#### YOUR INSTRUCTIONS:
Please extract every line of the records below that contains the word "orange", copying each one in full.

-- Start of RECORDS TO PROCESS --

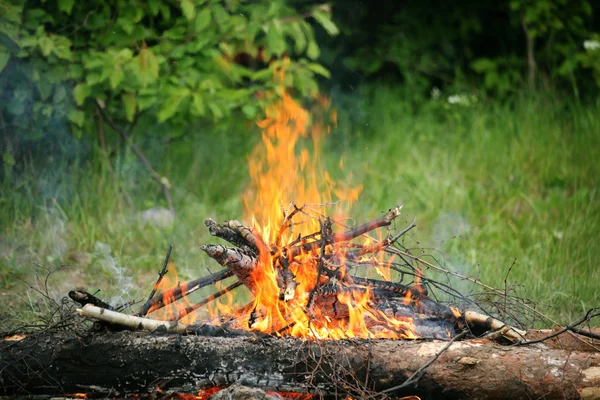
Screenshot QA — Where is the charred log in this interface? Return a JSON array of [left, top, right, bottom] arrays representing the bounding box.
[[0, 332, 600, 399]]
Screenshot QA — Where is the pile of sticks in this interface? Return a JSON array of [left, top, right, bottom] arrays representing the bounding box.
[[71, 205, 523, 341]]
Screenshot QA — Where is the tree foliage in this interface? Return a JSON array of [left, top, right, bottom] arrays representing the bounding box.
[[0, 0, 337, 164]]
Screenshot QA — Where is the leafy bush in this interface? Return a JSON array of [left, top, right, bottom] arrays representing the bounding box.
[[0, 0, 337, 164]]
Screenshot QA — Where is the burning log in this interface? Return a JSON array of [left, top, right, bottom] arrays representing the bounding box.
[[0, 332, 600, 400]]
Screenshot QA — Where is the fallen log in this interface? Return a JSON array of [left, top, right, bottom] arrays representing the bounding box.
[[0, 332, 600, 399]]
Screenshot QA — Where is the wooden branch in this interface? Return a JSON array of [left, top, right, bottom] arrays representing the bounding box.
[[177, 281, 242, 320], [77, 304, 189, 333], [136, 269, 233, 316], [140, 244, 173, 317], [200, 244, 258, 293], [0, 332, 600, 400], [69, 290, 114, 310], [464, 311, 525, 342], [286, 206, 404, 258], [204, 218, 259, 255], [96, 101, 175, 212], [333, 206, 402, 242]]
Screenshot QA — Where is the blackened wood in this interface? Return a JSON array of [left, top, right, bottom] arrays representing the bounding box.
[[69, 290, 114, 310], [0, 332, 600, 400], [136, 269, 233, 316]]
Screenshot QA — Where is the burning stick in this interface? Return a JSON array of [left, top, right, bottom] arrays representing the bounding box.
[[175, 281, 242, 321], [142, 244, 173, 316], [136, 269, 233, 316], [200, 244, 258, 292], [204, 218, 258, 255], [69, 290, 114, 310], [286, 206, 402, 258]]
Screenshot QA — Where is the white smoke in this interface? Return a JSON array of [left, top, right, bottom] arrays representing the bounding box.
[[94, 242, 134, 305]]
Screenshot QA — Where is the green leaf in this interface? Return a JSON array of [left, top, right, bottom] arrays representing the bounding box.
[[313, 10, 340, 36], [306, 40, 321, 60], [137, 95, 157, 111], [2, 152, 16, 167], [157, 88, 190, 123], [267, 23, 285, 56], [250, 68, 273, 81], [37, 79, 52, 100], [73, 83, 91, 106], [58, 0, 75, 15], [181, 0, 196, 21], [471, 58, 498, 73], [148, 0, 161, 17], [134, 48, 159, 86], [242, 104, 258, 118], [121, 93, 137, 122], [289, 22, 307, 53], [0, 44, 10, 72], [306, 63, 331, 78], [191, 92, 206, 116], [194, 7, 211, 32], [52, 36, 72, 61], [38, 36, 54, 57], [208, 103, 223, 119], [109, 66, 125, 90], [67, 109, 85, 128]]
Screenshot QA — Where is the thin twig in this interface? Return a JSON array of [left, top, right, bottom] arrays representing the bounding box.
[[140, 244, 173, 317], [517, 308, 600, 345], [96, 101, 175, 212]]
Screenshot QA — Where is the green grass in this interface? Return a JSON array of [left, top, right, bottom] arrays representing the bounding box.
[[0, 88, 600, 330]]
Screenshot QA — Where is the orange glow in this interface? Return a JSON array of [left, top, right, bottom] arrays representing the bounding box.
[[153, 65, 417, 339], [450, 307, 462, 318]]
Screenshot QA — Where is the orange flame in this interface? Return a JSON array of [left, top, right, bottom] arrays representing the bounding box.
[[149, 64, 418, 339]]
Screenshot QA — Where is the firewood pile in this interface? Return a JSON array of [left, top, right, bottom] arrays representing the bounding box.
[[0, 204, 600, 399], [76, 205, 524, 342]]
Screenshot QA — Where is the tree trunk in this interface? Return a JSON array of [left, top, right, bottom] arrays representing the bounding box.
[[0, 332, 600, 399]]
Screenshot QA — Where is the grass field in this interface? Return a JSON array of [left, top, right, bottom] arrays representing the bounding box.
[[0, 88, 600, 330]]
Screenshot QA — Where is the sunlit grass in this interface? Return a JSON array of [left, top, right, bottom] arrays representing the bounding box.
[[0, 88, 600, 328]]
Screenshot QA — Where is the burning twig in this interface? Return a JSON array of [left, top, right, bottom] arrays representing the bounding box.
[[204, 218, 258, 256], [69, 290, 114, 310], [141, 244, 173, 317], [174, 281, 242, 321], [200, 244, 258, 291]]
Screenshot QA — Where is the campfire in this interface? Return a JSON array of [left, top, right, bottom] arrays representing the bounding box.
[[75, 87, 519, 340], [0, 82, 600, 399]]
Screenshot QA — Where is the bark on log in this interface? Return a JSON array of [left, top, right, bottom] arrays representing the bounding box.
[[0, 332, 600, 399]]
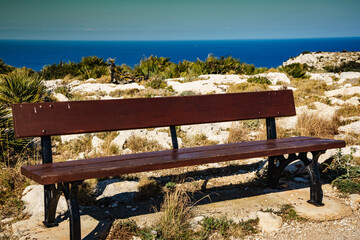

-- End of RECORDS TO PROCESS --

#### COMPLETE OUTPUT:
Screenshot QA — Where is the orange glow in this interface? Return a JSON array of [left, top, right, bottom] arrays representing the bounding box.
Screenshot QA — Where is the orange flame in this interface? Return a JSON array of [left, top, right, bottom] arrays representing the bounding box.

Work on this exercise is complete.